§ Brano da leggere:
'''

Il motivo è presto spiegato. Tutto ruota intorno alla natura della collaborazione: subordinata o coordinata continuativa? “Le ASD e SSD – ha continuato il Prof. Ferraro – tendono a ragionare su un rapporto costi benefici, che è piuttosto stretto. Il problema è che nel dilettantismo il lavoro subordinato è ancora limitatissimo. Dal punto di vista numerico, al contrario di quanto accade nel professionismo, sono pochi i lavoratori subordinati sportivi nell’associazionismo di base. In questo settore è diventata la norma la lavorazione coordinata, perché è questa la forma che il legislatore ha voluto incentivare, seppure attraverso norme ambigue e leve essenzialmente di carattere previdenziale e fiscale. In questo caso, succede che, invece di applicare un contratto collettivo stipulato da questi soggetti che poi hanno una limitata esperienza di rappresentazione nello sport, visto che ci sono maggiori costi per il lavoro subordinato ed in più introduce oneri per la collaborazione coordinata, preferiscono regolare quei pochi rapporti di lavoro subordinato con contratti più economici come quello del commercio o quelli dello sport stipulati magari da altre federazioni, e profittare invece della assenza di disciplina collettiva per le collaborazioni coordinate, che sono la stragrande maggioranza dei rapporti”.
Tra CCNL e sostenibilità
Rapporto costo benefici. Oneri. Costi fissi. Concetti che poi si traducono in numeri, ossia in spese per un’associazione o società sportiva dilettantistica che svolge una funzione sociale. “Questa riforma – ha sottolineato l’Avvocato Giorgio Sandulli – aggiunge costi. Lo sport di base, di prossimità, quello che pratichiamo tutti noi quotidianamente, in questo momento ha problemi di risorse”.
Il tema della sostenibilità, insomma, rimane attuale anche dopo 8 mesi dall’entrata in vigore della Riforma dello Sport. “Il tema della sostenibilità del lavoro sportivo – ha esposto con chiarezza il Prof. Mezzacapo – è un tema che è sempre all’ordine del giorno ed è stato tra i principali motivi del rinvio dell’entrata in vigore di questa riforma. Il decreto è del 2021 ma l’attuazione è stata completata solo alla fine del 2003, proprio perché c’era questa grande preoccupazione di poter garantire una sostenibilità soprattutto alle piccole realtà. Sicuramente, l’introduzione della figura del lavoratore sportivo comporta dei costi che le piccole realtà possono avere difficoltà a sostenere. Il contratto collettivo, che è stato siglato dal punto di vista della tutela, della dignità dei lavoratori, è sicuramente un punto di partenza ed è un bene che sia stato sottoscritto e, se sarà applicato, potrebbe migliorare il sistema. Però, non bisogna perdere di vista il tema della sostegno alle piccole realtà, che è un tema sempre in progress e che sarà necessario sempre attenzionare”.

'''

Record di dati:

'''

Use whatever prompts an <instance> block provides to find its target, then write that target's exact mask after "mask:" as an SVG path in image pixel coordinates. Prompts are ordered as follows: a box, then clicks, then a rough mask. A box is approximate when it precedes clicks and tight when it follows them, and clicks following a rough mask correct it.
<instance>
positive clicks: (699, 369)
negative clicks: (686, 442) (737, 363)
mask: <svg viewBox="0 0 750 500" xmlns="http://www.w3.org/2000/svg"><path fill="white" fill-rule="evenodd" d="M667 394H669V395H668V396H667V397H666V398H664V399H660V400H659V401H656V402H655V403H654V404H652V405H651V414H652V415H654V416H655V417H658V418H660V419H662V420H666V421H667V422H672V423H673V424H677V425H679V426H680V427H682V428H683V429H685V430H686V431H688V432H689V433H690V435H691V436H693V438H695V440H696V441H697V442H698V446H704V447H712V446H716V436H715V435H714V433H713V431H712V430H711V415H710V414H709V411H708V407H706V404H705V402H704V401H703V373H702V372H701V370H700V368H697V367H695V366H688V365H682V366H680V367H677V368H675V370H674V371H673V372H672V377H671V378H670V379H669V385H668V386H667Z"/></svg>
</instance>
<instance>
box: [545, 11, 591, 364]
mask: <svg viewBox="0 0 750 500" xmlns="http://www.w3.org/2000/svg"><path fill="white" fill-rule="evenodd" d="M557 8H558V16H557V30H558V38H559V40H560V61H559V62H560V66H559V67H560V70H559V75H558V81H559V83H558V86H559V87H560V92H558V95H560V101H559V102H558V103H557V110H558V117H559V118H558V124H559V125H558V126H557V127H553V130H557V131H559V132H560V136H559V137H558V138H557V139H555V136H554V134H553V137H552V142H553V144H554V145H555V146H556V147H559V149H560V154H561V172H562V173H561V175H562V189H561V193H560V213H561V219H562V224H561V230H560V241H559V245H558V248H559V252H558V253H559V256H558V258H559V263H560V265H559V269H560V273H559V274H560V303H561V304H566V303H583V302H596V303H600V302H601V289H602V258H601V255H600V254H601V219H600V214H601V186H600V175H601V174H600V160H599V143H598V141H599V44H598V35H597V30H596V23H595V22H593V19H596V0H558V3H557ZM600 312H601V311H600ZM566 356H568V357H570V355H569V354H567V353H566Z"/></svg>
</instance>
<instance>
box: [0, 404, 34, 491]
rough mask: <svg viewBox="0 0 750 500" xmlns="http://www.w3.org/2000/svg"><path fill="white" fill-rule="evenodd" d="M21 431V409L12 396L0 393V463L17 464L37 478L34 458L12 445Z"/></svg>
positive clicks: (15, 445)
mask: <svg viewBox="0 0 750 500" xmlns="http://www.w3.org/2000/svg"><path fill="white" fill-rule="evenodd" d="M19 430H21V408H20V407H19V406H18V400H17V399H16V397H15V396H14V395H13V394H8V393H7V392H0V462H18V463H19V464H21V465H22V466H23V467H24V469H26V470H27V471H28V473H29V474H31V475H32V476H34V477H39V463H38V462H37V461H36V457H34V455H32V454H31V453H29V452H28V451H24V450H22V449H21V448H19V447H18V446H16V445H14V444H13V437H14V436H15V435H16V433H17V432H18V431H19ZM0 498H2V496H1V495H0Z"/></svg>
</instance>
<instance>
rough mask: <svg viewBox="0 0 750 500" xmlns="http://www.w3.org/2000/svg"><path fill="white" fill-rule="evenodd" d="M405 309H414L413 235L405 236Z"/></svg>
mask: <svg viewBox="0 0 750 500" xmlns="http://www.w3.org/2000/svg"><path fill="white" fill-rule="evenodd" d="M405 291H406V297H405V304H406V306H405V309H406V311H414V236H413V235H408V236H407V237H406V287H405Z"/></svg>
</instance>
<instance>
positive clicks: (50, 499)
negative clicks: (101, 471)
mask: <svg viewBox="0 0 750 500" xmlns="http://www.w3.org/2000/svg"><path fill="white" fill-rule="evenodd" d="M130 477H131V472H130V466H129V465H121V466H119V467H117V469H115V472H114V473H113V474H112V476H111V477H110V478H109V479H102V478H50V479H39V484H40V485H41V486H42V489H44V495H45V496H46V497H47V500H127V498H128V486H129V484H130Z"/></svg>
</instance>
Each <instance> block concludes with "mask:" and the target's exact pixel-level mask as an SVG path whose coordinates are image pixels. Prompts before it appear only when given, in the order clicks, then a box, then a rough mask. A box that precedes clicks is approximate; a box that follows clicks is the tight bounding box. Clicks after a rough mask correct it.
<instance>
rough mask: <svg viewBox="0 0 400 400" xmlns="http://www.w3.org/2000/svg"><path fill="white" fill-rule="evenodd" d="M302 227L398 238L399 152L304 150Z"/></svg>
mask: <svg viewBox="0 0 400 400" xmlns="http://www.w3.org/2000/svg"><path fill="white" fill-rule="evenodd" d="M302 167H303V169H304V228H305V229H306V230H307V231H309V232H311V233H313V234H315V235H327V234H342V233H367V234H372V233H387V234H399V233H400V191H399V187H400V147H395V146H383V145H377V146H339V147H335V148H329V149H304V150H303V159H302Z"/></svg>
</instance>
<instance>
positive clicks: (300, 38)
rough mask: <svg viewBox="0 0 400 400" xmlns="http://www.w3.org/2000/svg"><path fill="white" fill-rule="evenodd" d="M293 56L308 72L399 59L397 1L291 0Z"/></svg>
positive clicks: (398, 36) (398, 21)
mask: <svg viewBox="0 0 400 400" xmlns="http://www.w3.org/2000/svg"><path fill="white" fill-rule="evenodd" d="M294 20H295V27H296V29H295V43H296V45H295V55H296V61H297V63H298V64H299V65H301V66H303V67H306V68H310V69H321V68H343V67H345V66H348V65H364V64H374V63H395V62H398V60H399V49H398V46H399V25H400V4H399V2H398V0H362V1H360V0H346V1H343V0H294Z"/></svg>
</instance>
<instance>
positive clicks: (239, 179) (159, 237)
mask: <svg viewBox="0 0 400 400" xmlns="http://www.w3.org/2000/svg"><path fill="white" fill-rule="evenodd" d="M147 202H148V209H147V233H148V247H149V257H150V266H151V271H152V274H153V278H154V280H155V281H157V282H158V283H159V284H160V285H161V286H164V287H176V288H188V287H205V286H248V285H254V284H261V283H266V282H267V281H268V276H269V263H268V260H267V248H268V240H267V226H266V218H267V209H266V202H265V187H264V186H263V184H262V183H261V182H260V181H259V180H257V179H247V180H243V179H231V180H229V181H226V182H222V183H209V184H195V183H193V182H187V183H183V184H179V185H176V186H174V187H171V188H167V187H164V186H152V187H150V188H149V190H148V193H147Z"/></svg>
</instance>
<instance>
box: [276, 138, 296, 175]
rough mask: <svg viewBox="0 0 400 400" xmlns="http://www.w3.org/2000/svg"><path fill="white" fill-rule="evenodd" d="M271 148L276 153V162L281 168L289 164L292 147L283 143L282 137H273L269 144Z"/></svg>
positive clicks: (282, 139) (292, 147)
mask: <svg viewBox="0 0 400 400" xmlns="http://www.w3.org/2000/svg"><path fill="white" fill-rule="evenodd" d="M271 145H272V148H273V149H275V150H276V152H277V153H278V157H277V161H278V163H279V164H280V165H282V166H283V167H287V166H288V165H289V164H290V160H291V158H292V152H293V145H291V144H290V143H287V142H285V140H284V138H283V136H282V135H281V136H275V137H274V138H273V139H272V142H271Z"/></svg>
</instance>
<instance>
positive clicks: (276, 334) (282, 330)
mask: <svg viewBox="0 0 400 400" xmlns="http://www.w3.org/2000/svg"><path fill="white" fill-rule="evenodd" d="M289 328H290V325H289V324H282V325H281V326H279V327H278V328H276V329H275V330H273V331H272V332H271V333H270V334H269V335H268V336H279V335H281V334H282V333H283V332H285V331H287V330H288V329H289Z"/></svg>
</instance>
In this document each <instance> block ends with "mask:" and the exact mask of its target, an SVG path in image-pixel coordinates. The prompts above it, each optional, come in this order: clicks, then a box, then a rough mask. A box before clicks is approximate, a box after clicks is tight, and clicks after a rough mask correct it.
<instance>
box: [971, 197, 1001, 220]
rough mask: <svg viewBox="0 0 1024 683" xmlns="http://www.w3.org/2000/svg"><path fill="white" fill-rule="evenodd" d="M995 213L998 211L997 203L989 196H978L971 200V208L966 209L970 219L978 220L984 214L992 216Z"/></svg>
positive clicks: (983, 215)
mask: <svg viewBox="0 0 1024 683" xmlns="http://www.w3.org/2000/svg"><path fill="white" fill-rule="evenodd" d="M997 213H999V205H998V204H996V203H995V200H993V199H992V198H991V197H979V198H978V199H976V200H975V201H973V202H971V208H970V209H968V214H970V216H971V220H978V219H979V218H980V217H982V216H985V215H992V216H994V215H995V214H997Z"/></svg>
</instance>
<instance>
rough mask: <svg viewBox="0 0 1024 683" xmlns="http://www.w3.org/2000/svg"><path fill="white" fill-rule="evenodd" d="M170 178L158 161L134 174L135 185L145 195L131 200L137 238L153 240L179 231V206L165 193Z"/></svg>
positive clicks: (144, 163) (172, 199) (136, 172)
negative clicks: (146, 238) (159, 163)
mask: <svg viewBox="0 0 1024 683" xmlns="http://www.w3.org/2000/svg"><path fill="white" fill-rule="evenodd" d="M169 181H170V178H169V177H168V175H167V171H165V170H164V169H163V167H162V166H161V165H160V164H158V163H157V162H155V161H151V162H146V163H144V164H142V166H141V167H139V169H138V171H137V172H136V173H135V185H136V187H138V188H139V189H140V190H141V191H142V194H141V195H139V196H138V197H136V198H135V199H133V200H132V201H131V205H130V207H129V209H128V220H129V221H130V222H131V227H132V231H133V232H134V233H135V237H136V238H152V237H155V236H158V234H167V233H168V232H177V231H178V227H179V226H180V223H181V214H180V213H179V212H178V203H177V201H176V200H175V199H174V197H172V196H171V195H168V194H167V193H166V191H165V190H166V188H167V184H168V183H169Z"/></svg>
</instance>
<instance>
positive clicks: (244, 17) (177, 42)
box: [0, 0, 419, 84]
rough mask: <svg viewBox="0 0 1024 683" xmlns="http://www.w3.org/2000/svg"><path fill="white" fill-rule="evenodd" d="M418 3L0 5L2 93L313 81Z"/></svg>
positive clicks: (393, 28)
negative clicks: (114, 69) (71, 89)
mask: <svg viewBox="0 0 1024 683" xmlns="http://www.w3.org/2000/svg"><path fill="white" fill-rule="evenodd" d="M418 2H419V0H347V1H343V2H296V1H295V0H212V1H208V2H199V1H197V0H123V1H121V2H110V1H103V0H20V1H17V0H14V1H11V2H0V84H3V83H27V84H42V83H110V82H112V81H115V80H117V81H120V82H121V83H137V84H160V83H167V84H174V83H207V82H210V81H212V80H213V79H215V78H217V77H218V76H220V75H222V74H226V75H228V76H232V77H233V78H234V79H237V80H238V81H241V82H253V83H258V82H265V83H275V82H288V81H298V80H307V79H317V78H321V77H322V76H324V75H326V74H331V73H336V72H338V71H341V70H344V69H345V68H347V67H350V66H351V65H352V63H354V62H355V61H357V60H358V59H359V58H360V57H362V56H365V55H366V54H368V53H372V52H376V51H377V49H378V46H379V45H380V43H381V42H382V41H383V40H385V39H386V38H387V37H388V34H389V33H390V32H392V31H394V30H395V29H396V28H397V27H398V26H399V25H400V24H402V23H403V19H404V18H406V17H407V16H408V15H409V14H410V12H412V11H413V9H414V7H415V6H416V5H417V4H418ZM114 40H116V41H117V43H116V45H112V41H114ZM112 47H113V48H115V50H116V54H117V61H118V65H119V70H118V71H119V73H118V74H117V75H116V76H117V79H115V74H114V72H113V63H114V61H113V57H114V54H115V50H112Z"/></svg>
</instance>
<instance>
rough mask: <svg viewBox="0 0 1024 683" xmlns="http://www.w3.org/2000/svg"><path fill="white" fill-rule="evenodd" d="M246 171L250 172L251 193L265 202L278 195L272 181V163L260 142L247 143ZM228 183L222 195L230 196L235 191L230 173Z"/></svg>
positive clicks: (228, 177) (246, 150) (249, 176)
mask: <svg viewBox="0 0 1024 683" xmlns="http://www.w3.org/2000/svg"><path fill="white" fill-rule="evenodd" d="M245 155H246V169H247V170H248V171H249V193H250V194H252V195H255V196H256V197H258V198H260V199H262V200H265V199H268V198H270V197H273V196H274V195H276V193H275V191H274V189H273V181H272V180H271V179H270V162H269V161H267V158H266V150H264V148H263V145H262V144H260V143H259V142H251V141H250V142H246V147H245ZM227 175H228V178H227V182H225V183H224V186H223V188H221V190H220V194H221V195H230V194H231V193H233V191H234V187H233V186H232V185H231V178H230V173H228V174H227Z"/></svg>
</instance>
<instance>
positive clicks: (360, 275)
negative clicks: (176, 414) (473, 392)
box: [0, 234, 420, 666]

'''

§ Elenco attività:
a) Indica dopo quanti mesi dall'entrata in vigore della Riforma dello Sport il brano da leggere afferma che il tema della sostenibilità rimane attuale.
b) Elenca tutte le persone di cui il brano da leggere riporta dichiarazioni tra virgolette, ciascuna con il titolo che le attribuisce.

§ Elenco soluzioni:
a) Dopo 8 mesi.

b)
- Prof. Ferraro
- Avvocato Giorgio Sandulli
- Prof. Mezzacapo